- _Material for this task_
- - -
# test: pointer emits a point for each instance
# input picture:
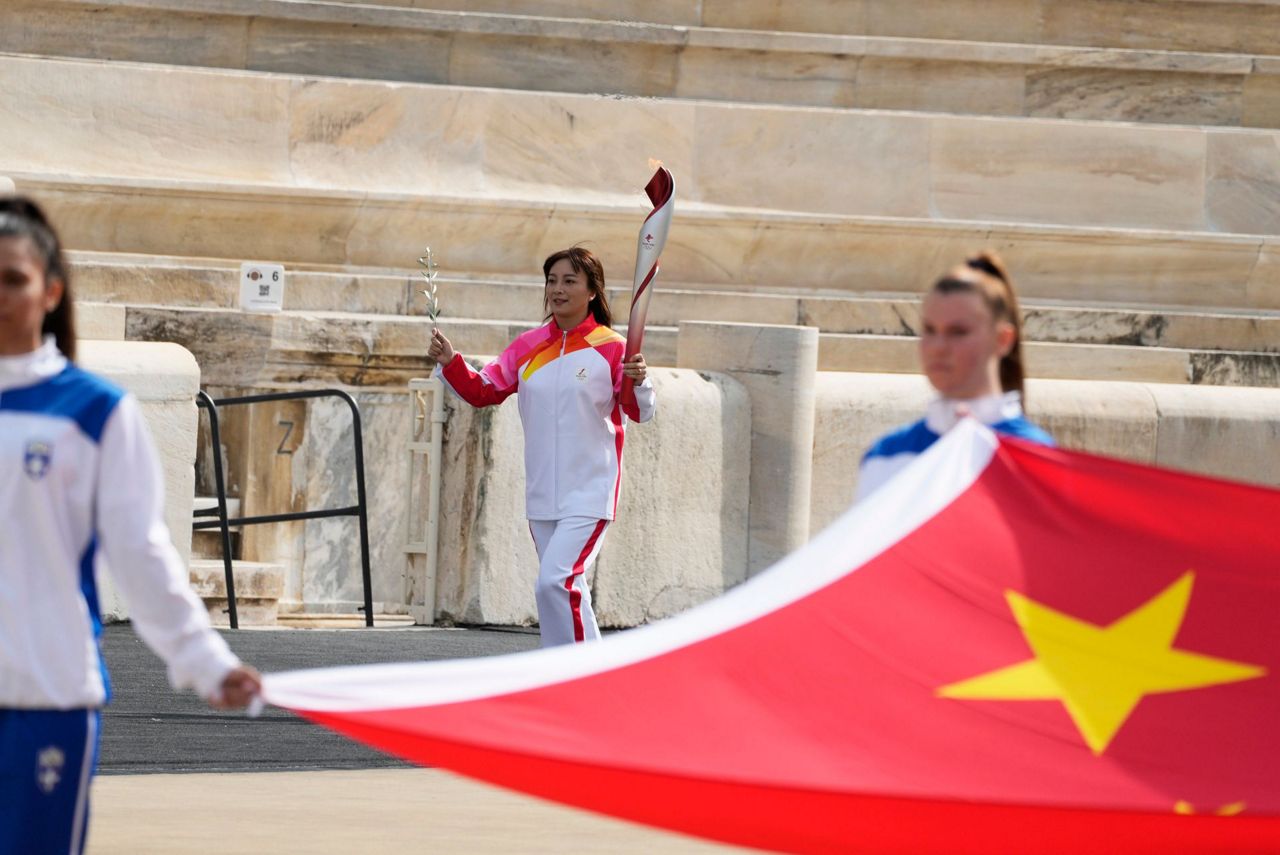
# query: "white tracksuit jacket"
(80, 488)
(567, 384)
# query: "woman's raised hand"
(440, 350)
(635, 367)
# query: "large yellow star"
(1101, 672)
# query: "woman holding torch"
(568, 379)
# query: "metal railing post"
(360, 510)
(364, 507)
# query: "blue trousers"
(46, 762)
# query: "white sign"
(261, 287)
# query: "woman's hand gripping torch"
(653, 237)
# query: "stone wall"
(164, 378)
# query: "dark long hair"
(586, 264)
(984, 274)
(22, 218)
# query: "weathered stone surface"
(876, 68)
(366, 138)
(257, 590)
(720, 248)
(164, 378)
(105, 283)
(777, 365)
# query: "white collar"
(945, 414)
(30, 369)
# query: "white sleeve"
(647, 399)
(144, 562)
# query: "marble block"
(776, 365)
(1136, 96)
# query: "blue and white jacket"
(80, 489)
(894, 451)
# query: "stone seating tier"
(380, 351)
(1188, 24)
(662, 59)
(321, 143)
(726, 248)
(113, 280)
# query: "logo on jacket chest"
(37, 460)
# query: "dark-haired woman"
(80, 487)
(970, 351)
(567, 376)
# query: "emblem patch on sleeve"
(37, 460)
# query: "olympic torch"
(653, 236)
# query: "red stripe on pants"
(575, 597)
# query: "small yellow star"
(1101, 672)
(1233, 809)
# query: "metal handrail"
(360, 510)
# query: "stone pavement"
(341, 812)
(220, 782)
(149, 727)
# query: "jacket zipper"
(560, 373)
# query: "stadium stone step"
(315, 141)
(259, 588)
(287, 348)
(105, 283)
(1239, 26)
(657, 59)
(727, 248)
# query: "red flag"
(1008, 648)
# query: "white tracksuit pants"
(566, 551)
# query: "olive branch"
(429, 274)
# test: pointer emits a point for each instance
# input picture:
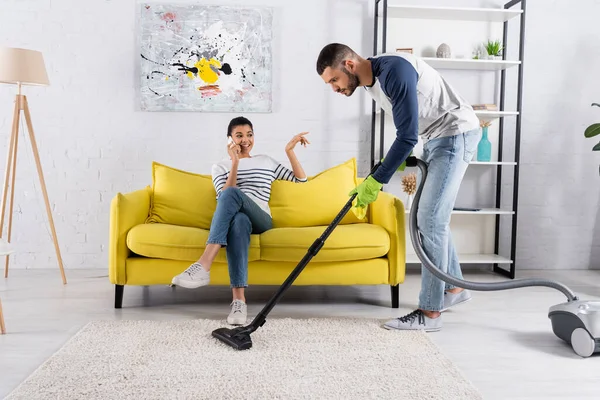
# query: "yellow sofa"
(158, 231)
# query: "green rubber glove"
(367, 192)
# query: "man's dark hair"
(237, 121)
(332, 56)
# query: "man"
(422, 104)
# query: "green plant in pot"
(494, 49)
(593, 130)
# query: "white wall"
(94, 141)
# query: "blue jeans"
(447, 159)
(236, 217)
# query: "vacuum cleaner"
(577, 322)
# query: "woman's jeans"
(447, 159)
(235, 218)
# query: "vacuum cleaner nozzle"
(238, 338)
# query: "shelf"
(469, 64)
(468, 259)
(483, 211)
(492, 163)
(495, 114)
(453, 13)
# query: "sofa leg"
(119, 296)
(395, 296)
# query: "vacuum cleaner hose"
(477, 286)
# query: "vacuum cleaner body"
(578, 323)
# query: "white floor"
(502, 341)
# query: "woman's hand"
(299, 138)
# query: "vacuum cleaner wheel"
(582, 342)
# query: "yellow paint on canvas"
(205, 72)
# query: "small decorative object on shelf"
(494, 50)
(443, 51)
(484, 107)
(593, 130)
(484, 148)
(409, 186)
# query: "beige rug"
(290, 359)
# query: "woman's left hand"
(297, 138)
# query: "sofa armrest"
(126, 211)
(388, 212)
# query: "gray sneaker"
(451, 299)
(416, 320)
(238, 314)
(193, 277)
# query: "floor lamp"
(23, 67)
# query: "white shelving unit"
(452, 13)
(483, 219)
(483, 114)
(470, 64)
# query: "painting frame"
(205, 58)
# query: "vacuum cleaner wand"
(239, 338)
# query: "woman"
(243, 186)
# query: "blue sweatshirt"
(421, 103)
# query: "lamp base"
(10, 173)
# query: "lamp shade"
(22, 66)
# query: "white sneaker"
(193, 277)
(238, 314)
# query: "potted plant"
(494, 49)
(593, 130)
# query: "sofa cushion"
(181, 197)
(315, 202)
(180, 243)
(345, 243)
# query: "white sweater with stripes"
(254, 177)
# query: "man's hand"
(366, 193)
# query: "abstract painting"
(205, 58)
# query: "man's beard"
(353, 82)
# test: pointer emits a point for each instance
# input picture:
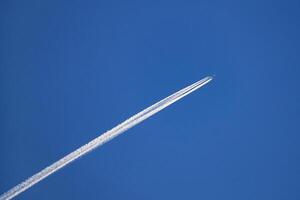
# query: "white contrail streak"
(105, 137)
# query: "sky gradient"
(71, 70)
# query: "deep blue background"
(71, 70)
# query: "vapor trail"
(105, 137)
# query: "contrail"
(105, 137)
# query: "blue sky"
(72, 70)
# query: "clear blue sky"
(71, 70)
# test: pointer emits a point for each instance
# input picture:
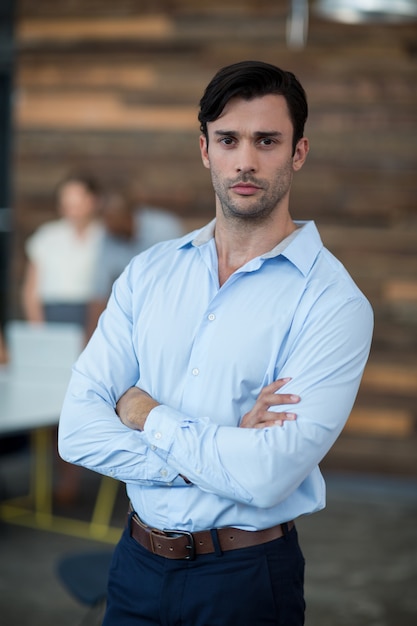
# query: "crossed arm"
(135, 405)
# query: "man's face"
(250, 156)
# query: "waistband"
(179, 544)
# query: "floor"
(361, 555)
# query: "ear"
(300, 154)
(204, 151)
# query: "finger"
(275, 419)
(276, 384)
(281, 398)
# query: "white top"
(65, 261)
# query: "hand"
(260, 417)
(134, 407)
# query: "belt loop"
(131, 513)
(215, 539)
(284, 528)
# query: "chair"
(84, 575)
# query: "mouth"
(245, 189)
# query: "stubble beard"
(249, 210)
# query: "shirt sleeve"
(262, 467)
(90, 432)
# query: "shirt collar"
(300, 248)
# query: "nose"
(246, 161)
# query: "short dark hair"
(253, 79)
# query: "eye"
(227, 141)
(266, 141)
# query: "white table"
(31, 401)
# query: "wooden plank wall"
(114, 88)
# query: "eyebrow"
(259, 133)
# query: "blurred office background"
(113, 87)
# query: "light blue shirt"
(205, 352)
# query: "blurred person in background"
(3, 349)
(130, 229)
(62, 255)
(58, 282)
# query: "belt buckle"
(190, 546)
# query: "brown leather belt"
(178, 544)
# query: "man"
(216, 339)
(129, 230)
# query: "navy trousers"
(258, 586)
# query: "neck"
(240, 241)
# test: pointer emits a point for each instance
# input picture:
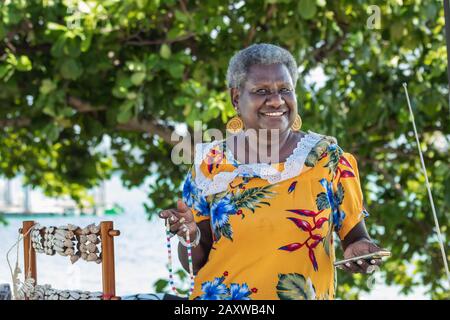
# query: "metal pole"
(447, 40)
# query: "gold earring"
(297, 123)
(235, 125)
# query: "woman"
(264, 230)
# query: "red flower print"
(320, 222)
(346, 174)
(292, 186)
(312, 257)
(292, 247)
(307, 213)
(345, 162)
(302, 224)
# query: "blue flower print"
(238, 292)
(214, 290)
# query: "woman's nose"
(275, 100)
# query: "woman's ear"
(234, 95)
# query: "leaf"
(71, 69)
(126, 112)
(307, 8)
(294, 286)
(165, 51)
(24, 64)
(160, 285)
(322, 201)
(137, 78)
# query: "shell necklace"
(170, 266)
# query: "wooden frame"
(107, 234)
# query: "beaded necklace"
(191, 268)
- - -
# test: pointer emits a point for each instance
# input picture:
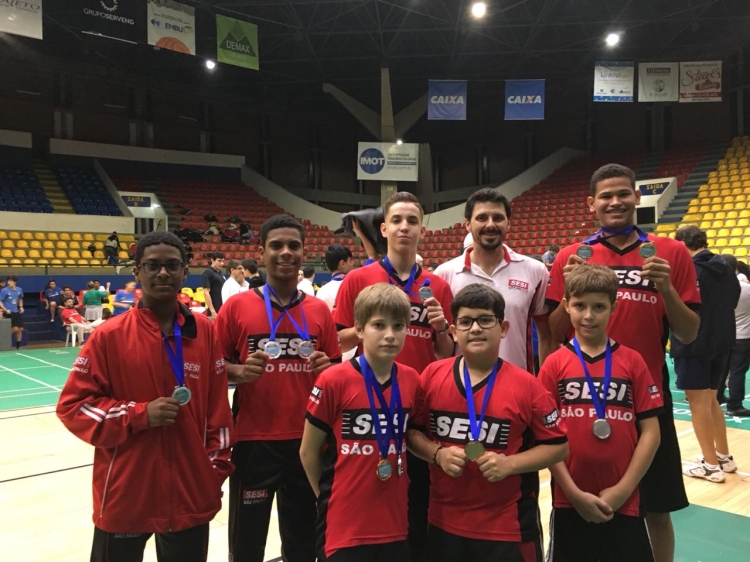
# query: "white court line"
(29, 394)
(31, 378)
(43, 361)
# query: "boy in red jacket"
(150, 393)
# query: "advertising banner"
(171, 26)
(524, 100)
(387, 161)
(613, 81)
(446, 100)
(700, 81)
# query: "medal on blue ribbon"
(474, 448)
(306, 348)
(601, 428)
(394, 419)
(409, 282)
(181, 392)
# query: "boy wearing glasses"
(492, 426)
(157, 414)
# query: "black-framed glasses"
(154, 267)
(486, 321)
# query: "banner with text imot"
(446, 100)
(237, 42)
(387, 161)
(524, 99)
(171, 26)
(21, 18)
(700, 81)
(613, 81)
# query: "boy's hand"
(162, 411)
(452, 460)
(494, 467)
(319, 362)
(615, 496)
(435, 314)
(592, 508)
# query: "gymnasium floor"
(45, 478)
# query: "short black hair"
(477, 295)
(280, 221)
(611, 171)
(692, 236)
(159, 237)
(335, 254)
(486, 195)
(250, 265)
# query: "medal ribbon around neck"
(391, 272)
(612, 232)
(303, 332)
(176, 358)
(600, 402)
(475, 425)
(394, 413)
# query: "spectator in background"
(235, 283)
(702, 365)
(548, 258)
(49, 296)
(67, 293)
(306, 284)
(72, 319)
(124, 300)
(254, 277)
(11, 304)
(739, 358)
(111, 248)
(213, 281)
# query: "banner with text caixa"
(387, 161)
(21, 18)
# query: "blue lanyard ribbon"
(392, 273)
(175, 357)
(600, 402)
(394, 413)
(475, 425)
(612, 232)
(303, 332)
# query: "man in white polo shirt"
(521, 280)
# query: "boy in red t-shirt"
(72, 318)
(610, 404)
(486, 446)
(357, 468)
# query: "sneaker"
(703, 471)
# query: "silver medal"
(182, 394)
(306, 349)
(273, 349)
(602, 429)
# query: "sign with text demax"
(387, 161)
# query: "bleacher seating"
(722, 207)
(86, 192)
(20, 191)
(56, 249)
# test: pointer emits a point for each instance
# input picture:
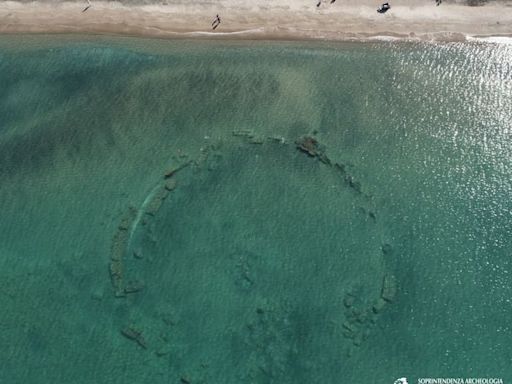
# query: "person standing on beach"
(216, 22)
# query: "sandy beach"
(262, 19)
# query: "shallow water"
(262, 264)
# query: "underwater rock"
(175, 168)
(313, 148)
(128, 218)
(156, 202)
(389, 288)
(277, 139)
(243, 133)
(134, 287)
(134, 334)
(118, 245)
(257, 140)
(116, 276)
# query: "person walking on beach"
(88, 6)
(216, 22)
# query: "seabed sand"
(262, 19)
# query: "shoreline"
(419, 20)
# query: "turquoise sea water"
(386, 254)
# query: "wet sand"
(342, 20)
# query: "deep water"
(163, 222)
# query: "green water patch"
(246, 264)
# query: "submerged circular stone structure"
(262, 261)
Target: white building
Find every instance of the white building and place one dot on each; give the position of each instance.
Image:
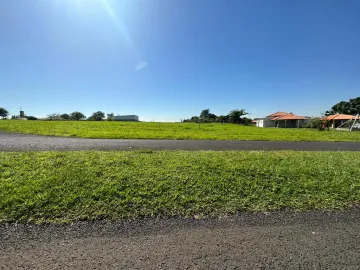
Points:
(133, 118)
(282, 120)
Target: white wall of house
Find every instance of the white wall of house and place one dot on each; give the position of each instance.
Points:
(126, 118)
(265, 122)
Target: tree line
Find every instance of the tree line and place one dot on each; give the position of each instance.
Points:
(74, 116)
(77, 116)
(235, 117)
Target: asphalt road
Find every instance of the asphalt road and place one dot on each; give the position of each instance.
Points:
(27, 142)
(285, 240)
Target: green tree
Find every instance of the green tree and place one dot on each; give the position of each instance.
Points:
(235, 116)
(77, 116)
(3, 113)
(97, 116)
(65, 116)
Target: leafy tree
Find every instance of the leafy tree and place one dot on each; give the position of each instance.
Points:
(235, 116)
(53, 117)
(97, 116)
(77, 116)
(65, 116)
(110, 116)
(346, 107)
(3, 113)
- - -
- _Prompt_
Each line of the entries holding the string "building" should be found and copied.

- _Solved exercise_
Target: white building
Find every instance of the white building and place one dot on each; give the position of each instance.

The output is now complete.